[Stored data entries]
"""

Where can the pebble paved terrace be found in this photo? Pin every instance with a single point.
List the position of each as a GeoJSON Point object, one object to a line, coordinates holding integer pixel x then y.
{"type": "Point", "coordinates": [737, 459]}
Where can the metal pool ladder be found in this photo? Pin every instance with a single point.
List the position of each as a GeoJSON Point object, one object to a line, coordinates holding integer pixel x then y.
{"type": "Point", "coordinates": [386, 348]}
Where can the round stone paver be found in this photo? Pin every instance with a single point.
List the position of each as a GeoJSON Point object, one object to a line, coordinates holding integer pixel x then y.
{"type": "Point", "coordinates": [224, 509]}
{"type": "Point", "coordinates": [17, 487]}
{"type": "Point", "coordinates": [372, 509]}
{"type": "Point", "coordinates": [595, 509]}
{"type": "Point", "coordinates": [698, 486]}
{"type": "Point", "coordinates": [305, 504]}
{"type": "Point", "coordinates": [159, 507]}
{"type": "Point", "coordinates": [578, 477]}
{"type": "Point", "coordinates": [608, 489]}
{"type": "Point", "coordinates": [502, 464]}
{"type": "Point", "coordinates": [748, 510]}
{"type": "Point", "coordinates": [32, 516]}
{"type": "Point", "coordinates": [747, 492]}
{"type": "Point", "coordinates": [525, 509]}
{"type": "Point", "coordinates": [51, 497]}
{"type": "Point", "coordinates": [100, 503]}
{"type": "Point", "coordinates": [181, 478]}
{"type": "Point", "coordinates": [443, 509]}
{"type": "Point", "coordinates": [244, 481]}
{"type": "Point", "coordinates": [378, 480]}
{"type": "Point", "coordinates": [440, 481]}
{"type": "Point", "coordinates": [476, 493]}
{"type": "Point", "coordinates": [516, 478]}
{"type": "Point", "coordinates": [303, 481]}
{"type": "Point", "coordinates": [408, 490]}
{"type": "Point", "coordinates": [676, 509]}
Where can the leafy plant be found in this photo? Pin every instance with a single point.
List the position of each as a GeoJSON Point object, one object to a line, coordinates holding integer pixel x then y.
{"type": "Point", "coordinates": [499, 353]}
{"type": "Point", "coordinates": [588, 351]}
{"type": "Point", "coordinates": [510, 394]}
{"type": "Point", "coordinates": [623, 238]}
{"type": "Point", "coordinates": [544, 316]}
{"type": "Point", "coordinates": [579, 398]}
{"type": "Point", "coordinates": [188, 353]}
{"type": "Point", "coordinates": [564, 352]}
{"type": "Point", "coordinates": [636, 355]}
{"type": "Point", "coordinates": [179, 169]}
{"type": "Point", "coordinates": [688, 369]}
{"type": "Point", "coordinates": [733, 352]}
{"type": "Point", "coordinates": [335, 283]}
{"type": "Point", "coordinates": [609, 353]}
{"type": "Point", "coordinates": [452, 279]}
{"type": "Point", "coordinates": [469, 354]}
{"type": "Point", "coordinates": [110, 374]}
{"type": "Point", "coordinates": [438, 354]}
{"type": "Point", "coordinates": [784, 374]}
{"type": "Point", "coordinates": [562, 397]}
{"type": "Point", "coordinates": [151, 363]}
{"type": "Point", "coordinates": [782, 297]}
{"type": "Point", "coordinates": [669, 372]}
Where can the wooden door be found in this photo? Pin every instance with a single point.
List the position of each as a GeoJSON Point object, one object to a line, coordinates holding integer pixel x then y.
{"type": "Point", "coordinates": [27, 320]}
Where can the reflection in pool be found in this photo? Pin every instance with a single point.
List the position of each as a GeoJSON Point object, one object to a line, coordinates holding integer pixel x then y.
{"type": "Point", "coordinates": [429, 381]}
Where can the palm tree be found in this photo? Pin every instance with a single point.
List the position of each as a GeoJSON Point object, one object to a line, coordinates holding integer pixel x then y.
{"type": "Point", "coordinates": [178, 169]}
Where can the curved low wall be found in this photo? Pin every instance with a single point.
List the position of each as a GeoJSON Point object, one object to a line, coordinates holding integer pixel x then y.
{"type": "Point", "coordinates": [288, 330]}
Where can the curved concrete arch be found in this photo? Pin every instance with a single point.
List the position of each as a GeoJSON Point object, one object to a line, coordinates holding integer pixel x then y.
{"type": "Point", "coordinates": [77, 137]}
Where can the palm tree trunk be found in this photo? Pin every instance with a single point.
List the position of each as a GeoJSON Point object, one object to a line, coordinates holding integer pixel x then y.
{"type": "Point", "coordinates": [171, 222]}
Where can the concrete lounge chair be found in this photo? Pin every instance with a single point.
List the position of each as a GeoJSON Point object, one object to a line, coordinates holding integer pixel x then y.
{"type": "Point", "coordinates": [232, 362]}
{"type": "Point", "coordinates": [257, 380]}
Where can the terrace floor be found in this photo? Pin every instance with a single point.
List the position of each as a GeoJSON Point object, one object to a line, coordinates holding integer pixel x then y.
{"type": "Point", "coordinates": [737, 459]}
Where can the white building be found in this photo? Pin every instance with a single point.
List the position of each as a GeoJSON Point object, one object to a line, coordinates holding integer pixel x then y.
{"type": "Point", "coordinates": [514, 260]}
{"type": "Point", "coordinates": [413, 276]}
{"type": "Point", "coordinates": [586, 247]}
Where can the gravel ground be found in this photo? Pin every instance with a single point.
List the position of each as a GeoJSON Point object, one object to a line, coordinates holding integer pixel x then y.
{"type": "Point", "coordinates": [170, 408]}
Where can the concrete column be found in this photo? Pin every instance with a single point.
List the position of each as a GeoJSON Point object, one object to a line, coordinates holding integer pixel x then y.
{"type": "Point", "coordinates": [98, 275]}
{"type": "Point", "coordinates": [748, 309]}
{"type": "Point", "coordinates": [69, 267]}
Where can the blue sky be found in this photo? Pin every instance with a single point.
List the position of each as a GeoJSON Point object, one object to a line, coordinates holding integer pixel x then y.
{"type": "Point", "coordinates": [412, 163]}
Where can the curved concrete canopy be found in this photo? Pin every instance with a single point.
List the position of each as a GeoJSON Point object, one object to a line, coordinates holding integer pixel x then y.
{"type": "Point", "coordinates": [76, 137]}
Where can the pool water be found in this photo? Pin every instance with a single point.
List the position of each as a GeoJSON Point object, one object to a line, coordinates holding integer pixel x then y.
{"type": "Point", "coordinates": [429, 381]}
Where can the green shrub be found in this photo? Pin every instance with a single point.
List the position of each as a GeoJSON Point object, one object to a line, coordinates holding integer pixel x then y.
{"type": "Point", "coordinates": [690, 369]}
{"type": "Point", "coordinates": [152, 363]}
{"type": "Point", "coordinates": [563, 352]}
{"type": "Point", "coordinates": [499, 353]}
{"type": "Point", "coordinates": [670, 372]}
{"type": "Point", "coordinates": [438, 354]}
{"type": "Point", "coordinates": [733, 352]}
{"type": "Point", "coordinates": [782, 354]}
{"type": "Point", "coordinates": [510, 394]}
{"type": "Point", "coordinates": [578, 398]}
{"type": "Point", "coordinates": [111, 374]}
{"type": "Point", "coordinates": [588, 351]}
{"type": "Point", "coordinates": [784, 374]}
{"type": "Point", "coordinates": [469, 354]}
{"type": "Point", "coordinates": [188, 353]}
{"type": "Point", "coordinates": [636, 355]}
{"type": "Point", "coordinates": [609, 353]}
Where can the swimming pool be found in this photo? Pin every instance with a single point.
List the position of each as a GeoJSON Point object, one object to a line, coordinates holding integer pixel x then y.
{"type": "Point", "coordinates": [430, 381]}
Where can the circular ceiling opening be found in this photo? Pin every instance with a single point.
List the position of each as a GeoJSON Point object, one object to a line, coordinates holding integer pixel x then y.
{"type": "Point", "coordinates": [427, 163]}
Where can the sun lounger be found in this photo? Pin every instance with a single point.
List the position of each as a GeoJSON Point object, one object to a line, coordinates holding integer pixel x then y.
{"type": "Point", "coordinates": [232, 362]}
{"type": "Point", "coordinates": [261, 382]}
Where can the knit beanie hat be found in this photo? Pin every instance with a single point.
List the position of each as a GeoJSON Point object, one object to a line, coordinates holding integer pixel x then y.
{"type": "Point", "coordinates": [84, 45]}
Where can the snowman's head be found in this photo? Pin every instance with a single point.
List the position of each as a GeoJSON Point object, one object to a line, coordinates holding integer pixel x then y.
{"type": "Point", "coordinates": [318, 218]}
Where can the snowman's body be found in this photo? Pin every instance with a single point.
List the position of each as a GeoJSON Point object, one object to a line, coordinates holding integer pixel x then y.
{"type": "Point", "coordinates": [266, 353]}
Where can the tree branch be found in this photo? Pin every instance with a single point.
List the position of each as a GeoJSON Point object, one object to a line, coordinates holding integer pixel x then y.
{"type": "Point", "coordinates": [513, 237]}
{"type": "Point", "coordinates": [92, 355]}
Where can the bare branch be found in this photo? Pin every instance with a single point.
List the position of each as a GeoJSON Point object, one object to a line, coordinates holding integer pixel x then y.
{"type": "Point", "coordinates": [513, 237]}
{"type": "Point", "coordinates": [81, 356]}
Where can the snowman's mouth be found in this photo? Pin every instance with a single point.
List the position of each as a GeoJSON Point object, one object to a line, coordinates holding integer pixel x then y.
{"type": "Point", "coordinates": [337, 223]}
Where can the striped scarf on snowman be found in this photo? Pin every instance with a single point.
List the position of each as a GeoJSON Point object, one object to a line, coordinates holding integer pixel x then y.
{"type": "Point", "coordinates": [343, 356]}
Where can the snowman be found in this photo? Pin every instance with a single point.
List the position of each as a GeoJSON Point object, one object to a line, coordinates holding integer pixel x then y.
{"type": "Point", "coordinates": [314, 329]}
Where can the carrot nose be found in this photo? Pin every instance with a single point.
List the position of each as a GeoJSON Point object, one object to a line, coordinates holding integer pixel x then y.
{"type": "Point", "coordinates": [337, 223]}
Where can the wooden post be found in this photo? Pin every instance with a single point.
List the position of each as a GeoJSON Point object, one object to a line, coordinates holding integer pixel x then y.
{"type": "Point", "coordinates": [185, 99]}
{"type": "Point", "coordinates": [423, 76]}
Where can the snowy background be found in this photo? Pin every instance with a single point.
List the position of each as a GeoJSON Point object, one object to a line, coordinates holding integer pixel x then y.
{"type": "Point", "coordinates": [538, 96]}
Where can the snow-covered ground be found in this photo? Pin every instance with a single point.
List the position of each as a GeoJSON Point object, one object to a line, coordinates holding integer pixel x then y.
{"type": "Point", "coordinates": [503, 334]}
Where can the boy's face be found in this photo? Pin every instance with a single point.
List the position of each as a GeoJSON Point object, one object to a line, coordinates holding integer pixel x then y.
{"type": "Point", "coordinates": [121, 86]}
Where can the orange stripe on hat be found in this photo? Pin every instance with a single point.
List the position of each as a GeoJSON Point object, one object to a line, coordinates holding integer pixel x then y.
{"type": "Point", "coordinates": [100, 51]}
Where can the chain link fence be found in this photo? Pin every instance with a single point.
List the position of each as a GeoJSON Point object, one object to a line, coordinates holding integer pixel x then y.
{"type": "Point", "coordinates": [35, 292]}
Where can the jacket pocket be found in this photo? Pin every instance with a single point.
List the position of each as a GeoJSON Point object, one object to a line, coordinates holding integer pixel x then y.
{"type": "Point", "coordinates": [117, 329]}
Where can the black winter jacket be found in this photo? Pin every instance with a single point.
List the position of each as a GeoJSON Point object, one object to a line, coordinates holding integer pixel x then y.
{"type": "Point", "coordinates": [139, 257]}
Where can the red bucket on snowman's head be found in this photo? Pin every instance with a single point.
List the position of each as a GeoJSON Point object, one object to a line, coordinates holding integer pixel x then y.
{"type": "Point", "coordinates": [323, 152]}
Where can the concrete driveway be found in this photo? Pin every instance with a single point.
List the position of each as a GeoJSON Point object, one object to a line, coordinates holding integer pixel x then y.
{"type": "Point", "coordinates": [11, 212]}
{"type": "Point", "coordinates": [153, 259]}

"""

» Work instructions:
In the lines above, find the word "terrace" and copy every line it occurs in.

» Exercise output:
Where can the pebble paved terrace be found in this photo? Pin every instance with a single point.
Where can the terrace floor be found in this photo? Pin every instance with a single point.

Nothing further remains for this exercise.